Text provided:
Florida Southern College has a formula for success in the business of business schools: stay ahead of market needs and trends.
More data and more technologies to interpret data is spurring a boom in business analyst jobs, says Florida Southern College Barney Barnett School of Business & Free Enterprise Dean Michael Weber.
“It’s hard to quantify the number of job titles that had the word ‘analyst’ in them,” he says during a recent scan of job postings, noting projections “indicate over the next five years, there will be five times the number of analyst positions” than the number of analysts who currently exist.
“And,” he adds, “the salaries are incredible.”
That is why FSC’s Barnett School of Business has added a business analytics program that emphasizes “advanced analytic tools” as part of “the biggest evolution in business curriculum in the last 25 years,” Weber says.
Swift adjustments to business needs has recently earned Barnett School high rankings from U.S. News & World Report, CEO Magazine and Poets&Quants for Undergrads, which, in January named it No. 69 of only 95 — and one of just three in Florida — business schools nationwide that qualified for the prestigious list.
About 900 of FSC’s 3,400 undergrad/graduate students are enrolled in Barnett, including 650 undergraduates and 250-300 MBA students.
Weber says there’s a surge in interest in Florida’s oldest private liberal arts college. “Last fall was our largest freshman class ever and our numbers are at historical highs even as we go through the pandemic,” Weber says of the 792-member Class of 2025 selected from 11,000-plus applicants.
In 2010 FSC separated Barnett from its arts and science college. Within several years, it received accreditation only 5% of liberal arts business schools receive, Weber says.
“Traditional liberal arts college business schools, particularly in the Northeast, are still struggling to sustain enrollment,” he says. “They don’t necessarily offer applicable industry-preferred degrees.”
Barnett does, Weber says.
“Twenty-five years ago, it was, ‘Here’s the curriculum, study it, memorize it, pass a test.’ Now it’s, ‘Here’s the knowledge, here’s the problem, how do you solve the problem?’” he says. “It doesn’t really matter if they know the definition of ‘marketing.’ What matters is (if) they can develop marketing strategies and tactics to solve a problem or address a need in their business.”
Weber says succeeding in the business of business today means mastering — take notes! — a tried-and-true equation: E³ = I
Translation: an entrepreneurial mindset, engaged learning and “experiential experiences” to the third power drive innovation, he says.
“Innovation is the very core of what successful businesses are trying to institute every day. If we’re preparing today’s students for today’s workplace and tomorrow’s workplace, they have to innovate,” he says. “Today’s college grad has to hit the workplace and contribute from day one. That’s where we keep our finger on the pulse of technology. Whatever technology is being used in industry, we bring it into the classroom.”

Exercise data:
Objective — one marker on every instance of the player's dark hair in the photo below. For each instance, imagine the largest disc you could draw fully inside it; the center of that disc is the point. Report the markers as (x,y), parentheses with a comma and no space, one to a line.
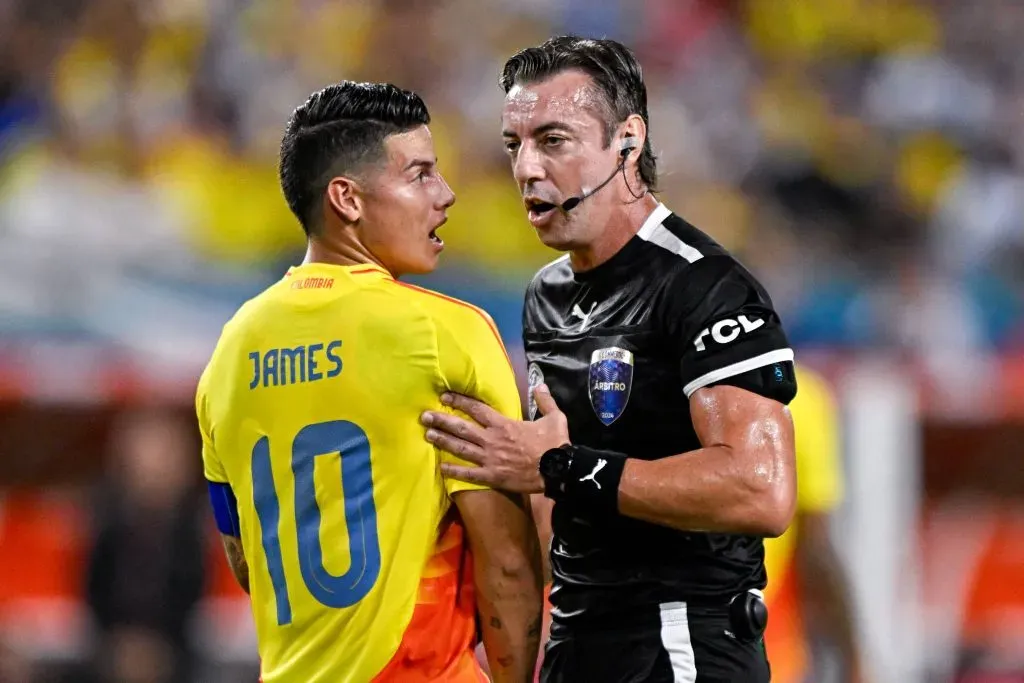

Study questions:
1. Retype the passage from the article on Florida Southern College's business school, beginning at the words "Swift adjustments to" and stopping after the words "250-300 MBA students.".
2. Write the next part of the article on Florida Southern College's business school, starting after its final sentence.

Responses for each task:
1.
Swift adjustments to business needs has recently earned Barnett School high rankings from U.S. News & World Report, CEO Magazine and Poets&Quants for Undergrads, which, in January named it No. 69 of only 95 — and one of just three in Florida — business schools nationwide that qualified for the prestigious list.
About 900 of FSC’s 3,400 undergrad/graduate students are enrolled in Barnett, including 650 undergraduates and 250-300 MBA students.

2.
Barnett, for instance, has 12 Bloomberg Terminal software systems for students to analyze real-time financial data on trading platforms. “This allows students to become ‘Bloomberg-certified,’” Weber says, of the expensive machinery.
"We’re going to create a major in supply chain and logistics. The person trained in supply chain and logistics, they’d have to be good in analytics, queuing theory, production theory. It’s quite exciting." — Michael Weber, Florida Southern College Barney Barnett School of Business & Free Enterprise
‘We talk with employers and ask what technology our students need to know,” he says, noting employers still value proficiency in “Excel, a 30-year technology.”
Barnett is emphasizing project management, which “borrows philosophies and applications from industrial engineering,” and logistics.
“We’re going to create a major in supply chain and logistics,” Weber says. “The person trained in supply chain and logistics, they’d have to be good in analytics, queuing theory, production theory. It’s quite exciting.”
Curriculum must also evolve to ensure students aren’t training for obsolete jobs, he says.
“Accounting is good example. We have AI (artificial intelligence) that can do basic accounting functions,” Weber says. Students must “understand basic accounting but we’re training them to take results of AI and make next-level decisions. You have to pivot. We’re trying to get (students) ready for today and provide pivots for tomorrow.”
Weber arrived at FSC in summer 2020. “An awesome facility and the students are amazing,” he says, noting as dean, he must manage nearly 1,000. “The type of problems I get is, ‘Dean Weber, I have two majors and two minors and I need an overload so I can graduate ahead-of-time.’”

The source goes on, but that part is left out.